▸ Source document:
★ ★ ★ ★ ★ ★ ★
I was also able to see quite a few jets with my naked eyes! That's a first for me, and I'm always excited to see a new sky phenomenon for myself. I still haven't been able to see a sprite naked-eye, and it impresses me just how difficult that actually is. I'm flying in a private jet, right next to a thunderstorm, for the specific purpose of imaging sprites. I have very good low light eyesight, and I've watched tons of sprites in real time on the context cameras so I know exactly what and where to look. I was watching intently out the window while I snapped these shots, and the camera caught a sprite that I didn't see. Garggghhh! Since a typical sprite only lasts a couple of milliseconds, it's entirely possible it happened during a moment I looked away, or blinked. But still... Takeshi did manage to see one by eye last night, his first, so I'm not giving up yet.


  1. Hi Jason, I have seen several naked-eye sprites from the ground, when there's a decent storm in about the right place, though that hasn't happened yet this summer.

    I happen to live east of Fort Collins, just a few miles south of the Yucca Ridge station (I know Walter's retired now).

    I have wondered what the spectrum of a red sprite is and what it tells us. I'm also interested in the perceived color of sprites. Some are faint enough (due to distance, maybe) that they appear gray due to not stimulating the cone cells; but one I saw was a very strong red, almost like a car's tail-light!

    1. Well we can see in several color images throughout the years that the sprites tend to turn bluer on the lower edge, so why is that? The spectrum will allow us to quantify that and determine which atmospheric species exactly are being ionized and emitting the light. I'm afraid I can't go into much more detail than that because it's not really my area of expertise.

      I know of a couple other people who've seen sprites in color with their naked eye. I've seen three naked eye sprites this campaign, my first ever, and they all looked grey to me. We were fairly close and above the thickest part of the atmosphere, so I don't think it's the distance that does it, I think it's just how bright the individual sprites are. Most of them probably aren't bright enough to stimulate your color vision so you see grey, but every once in a while you get a big bright jellyfish (and sometimes we see something we've dubber a 'super-jellyfish' which is extraordinarily bright and fast) and it might be bright enough to perceive as red.
★ ★ ★ ★ ★ ★ ★
▸ Given data:
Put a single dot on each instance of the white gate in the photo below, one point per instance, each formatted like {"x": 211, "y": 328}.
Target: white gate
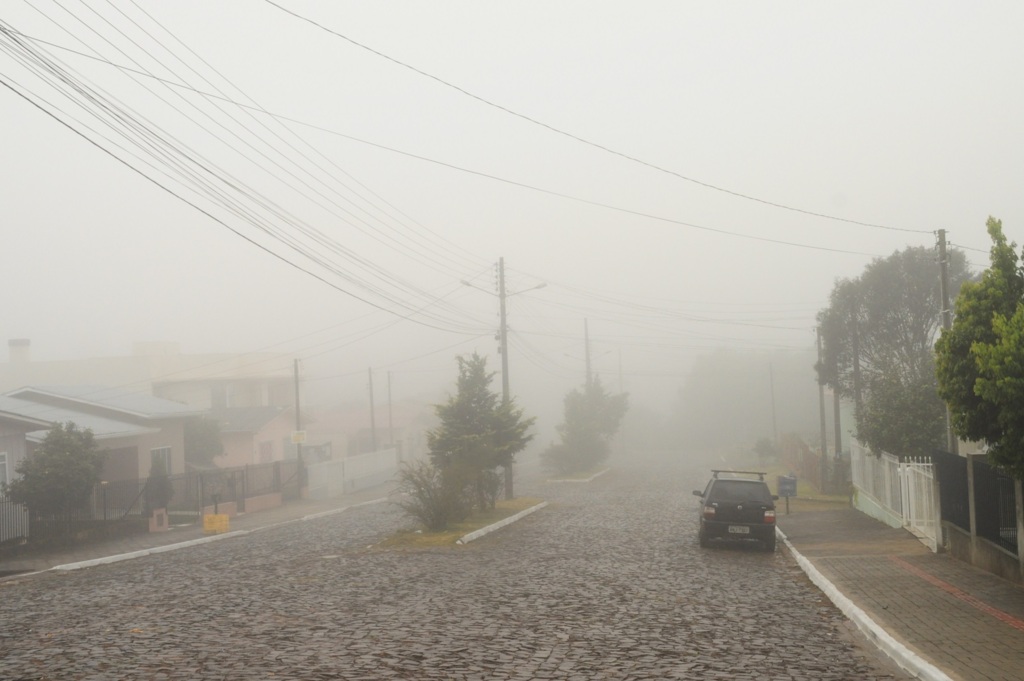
★ ★ ★ ★ ★ ★ ★
▸ Task set:
[a] Repeat word for word the part of the post about sprites from "1. Hi Jason, I" up to and including "Walter's retired now).".
[b] Carry the post about seeing sprites onward from its last line.

▸ Responses by item number:
[a]
1. Hi Jason, I have seen several naked-eye sprites from the ground, when there's a decent storm in about the right place, though that hasn't happened yet this summer.

    I happen to live east of Fort Collins, just a few miles south of the Yucca Ridge station (I know Walter's retired now).

[b]
    2. The bright one I saw wasn't quite the classic multiple-fused-carrots shape of a sprite. :-) It was more of a curved blob of light, quite high (angularly) and therefore quite close. Maybe that's a typical shape when seen from (kinda) below? Like all sprites, it was very short-lived.

  2. Hi Jason, Great captures! I understand your excitement of seeing these for the first time, I was dancing like an idiot when I first saw them earlier this year. Im interested more in how you can work out distances and such from the solver,

    I'd love to hear what you think from this shot I got,
    I'll split you, you get the first ever shot of a blue jet taken by dslr from a plane, and I'll take the first ever shot taken by dslr on land :)

    Cheers mate, Craig

    1. I can only estimate distance because I know we were flying about 200km away from the active hotspot. But I can get the angular size through the astrometry solver because it labels the stars and I can find the angular separation in a program like Stellarium. With the angular size of the sprite and an estimate of distance I can estimate the vertical size of the sprite. Unfortunately the automatic solver was unable to figure out the image, so I'll have to match the stars manually if I want to do that.